Mapleworth Murders is an American comedy-mystery series. It stars Paula Pell, John Lutz, J. B. Smoove and Hayley Magnus. Lorne Michaels and Seth Meyers serve as executive producers. It premiered on August 10, 2020, on Quibi.

Premise
A murder-mystery writer investigates homicides in her small town, with each episode featuring guest victims and suspects, to answer the question: why are there so many murders in one small town?

Production

Development
Lutz and Pell created the series as a parody of Murder, She Wrote following a suggestion from Lutz's wife, fellow comedian Sue Galloway. In June 2019, it was announced Pell and Lutz would star, write and executive produce the series, with Lorne Michaels and Seth Meyers serving as producers under their Broadway Video and Sethmaker Shoemeyers banner, alongside Universal Television for Quibi. In December 2019, it was announced Claire Scanlon would direct the series.

Due to the format of Quibi, each episode was 10 minutes, but they were developed as three-part story arcs to allow the series to later be reformatted to a traditional 30-minute, three-act comedy series.

### Goal of the exercise
In the Mapleworth Murders passage, who was announced in December 2019 as the director of the series?

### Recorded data
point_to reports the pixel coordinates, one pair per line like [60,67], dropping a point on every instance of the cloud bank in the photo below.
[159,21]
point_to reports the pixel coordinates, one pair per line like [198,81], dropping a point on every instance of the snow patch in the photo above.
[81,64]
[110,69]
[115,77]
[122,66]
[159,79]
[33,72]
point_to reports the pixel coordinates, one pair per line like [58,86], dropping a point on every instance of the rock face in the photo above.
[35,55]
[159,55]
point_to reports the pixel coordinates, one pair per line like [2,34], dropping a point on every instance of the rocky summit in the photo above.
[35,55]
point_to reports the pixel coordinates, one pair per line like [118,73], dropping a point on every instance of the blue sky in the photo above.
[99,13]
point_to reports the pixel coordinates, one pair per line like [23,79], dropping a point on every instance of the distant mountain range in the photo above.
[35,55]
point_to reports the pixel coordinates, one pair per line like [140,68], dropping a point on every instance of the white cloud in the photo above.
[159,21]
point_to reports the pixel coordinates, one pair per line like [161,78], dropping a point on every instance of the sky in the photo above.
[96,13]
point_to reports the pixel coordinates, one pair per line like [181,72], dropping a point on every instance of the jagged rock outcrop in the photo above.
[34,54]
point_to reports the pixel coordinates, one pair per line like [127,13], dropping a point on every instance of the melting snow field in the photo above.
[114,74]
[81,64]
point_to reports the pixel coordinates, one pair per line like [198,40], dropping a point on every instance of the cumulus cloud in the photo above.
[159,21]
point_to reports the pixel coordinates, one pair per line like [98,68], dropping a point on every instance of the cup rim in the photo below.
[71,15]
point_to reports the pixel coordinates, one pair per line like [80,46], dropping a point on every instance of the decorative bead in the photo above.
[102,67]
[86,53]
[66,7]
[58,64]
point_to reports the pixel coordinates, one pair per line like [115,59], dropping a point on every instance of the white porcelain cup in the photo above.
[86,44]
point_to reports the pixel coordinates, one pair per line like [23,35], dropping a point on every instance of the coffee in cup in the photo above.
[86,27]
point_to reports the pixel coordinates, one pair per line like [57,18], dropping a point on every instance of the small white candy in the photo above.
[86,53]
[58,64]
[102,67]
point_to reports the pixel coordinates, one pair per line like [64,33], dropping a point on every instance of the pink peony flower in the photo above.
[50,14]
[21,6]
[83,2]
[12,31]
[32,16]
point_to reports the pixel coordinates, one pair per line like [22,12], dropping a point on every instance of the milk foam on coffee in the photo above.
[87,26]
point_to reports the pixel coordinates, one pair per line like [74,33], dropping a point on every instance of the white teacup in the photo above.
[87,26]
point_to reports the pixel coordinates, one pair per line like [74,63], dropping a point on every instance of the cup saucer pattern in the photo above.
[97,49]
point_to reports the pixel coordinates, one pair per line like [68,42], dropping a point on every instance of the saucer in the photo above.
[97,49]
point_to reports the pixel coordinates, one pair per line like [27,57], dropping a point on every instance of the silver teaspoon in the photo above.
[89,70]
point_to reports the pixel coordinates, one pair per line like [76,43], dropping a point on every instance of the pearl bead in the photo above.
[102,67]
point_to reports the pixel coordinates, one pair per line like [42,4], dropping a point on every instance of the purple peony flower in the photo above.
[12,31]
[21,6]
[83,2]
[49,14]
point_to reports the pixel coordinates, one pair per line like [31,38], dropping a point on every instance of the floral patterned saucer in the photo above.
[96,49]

### Answer to the task
Claire Scanlon